» What is required:
Write out the passage on the album Welcome to the Neighbourhood from "Of the twelve" up to and including "Bad for Good.".

» Passage given:
• • • •
Welcome to the Neighbourhood is the seventh studio album by American rock singer Meat Loaf, released in 1995 as the follow-up to his successful comeback album Bat Out of Hell II: Back into Hell. It went platinum in the United States and United Kingdom.

The album is thought of as a concept album, as all of the songs are ordered in the track listing as to tell a story about a relationship throughout the years. Three singles were released: "I'd Lie for You (And That's the Truth)" (a duet with Patti Russo), "Not a Dry Eye in the House" and "Runnin' for the Red Light (I Gotta Life)". They reached #2, #7 and #21 in the UK charts, with the first two written by Diane Warren, who later also wrote songs for Meat Loaf's albums Couldn't Have Said It Better and Bat Out of Hell III: The Monster Is Loose. In some markets, radio stations also played "Amnesty Is Granted", though it was not released as an official single. Despite the chart success of the album and its singles, only "Amnesty is Granted" has appeared on an official live album, Casa De Carne (Live 2008) as a bonus CD with Hang Cool Teddy Bear. "I'd Lie for You (And That's the Truth)" was recorded as a sound check with the Melbourne Symphony Orchestra, but only included as a bonus download track.

Of the twelve songs on the album, two are covers of songs from Jim Steinman projects; "Original Sin" first appeared on Pandora's Box's Original Sin album (it was also heard in the movie The Shadow, where it was performed by Taylor Dayne), and "Left in the Dark" first appeared on Steinman's own album Bad for Good.

Cover art
The theme on the cover art and inside booklet is that of detective novels of the 1950s. The booklet, aside from having the lyrics for every song, features a "Detective Novel" per song with modified titles to accommodate the titles of the songs. At least one image, the one associated with "Where Angels Sing" (the final track on the album), is easily recognizable: it is the same image, only with slightly altered colors, as in the movie poster for Lolita, Stanley Kubrick's film adaption of the controversial same-titled novel by Vladimir Nabokov; the typeface used to write "Where Angels Sing" is also the same one as in the poster. This style was also used for the three singles released off the album, with the cover art for each of them being its correspondent novel from the booklet.
• • • •
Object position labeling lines
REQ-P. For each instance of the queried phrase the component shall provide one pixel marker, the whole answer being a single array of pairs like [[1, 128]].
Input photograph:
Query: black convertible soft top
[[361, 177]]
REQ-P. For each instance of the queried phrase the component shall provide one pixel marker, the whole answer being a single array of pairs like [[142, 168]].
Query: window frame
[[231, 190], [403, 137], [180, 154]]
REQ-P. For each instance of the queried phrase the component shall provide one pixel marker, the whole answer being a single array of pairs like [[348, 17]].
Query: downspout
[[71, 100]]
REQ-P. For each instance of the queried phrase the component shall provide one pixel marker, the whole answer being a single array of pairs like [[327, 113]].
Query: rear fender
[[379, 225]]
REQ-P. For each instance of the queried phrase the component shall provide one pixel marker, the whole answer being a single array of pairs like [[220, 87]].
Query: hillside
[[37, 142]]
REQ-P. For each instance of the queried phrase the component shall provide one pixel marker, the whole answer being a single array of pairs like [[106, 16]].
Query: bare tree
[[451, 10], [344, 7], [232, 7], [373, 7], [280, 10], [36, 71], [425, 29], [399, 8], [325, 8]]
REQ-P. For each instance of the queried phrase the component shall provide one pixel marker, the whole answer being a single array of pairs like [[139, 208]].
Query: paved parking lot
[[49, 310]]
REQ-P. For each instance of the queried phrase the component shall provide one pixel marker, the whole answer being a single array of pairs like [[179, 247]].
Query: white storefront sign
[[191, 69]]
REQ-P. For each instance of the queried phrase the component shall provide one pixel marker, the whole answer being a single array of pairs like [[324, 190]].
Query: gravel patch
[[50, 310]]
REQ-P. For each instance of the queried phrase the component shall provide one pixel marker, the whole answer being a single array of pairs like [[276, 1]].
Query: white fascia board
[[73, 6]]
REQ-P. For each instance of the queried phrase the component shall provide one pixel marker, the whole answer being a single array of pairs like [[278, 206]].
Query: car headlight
• • • •
» Output for this exercise:
Of the twelve songs on the album, two are covers of songs from Jim Steinman projects; "Original Sin" first appeared on Pandora's Box's Original Sin album (it was also heard in the movie The Shadow, where it was performed by Taylor Dayne), and "Left in the Dark" first appeared on Steinman's own album Bad for Good.